## Exercise details
An exact copy of every record is the required answer.

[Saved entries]
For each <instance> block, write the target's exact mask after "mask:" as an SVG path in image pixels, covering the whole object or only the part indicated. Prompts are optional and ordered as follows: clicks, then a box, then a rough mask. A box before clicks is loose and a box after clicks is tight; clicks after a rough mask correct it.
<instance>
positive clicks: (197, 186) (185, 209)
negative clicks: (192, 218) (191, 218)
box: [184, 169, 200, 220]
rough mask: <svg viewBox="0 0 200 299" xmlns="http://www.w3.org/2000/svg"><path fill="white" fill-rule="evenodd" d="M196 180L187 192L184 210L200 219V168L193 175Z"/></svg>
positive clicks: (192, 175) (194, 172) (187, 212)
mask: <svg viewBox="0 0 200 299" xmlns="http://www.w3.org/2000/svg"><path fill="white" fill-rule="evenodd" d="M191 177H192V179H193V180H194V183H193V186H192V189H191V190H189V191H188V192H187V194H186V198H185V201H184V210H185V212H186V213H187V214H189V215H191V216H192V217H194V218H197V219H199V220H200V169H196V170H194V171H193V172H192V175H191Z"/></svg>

## Task response
For each <instance> block, write the target's exact mask after "mask:" as an SVG path in image pixels, covering the whole object or only the part indicated. Prompts are optional and ordered as follows: clicks, then a box, then a rough mask. A box before clicks is loose and a box after clicks is tight; clicks after a rough mask correct it.
<instance>
positive clicks: (197, 186) (185, 209)
negative clicks: (192, 218) (191, 218)
box: [184, 169, 200, 220]
rough mask: <svg viewBox="0 0 200 299" xmlns="http://www.w3.org/2000/svg"><path fill="white" fill-rule="evenodd" d="M196 180L187 192L184 210L200 219V168L193 175Z"/></svg>
positive clicks: (192, 175) (194, 172) (187, 212)
mask: <svg viewBox="0 0 200 299" xmlns="http://www.w3.org/2000/svg"><path fill="white" fill-rule="evenodd" d="M191 177H192V179H193V180H194V183H193V186H192V189H191V190H189V191H188V192H187V194H186V198H185V201H184V210H185V212H186V213H187V214H189V215H191V216H192V217H194V218H197V219H199V220H200V169H196V170H194V171H193V172H192V175H191Z"/></svg>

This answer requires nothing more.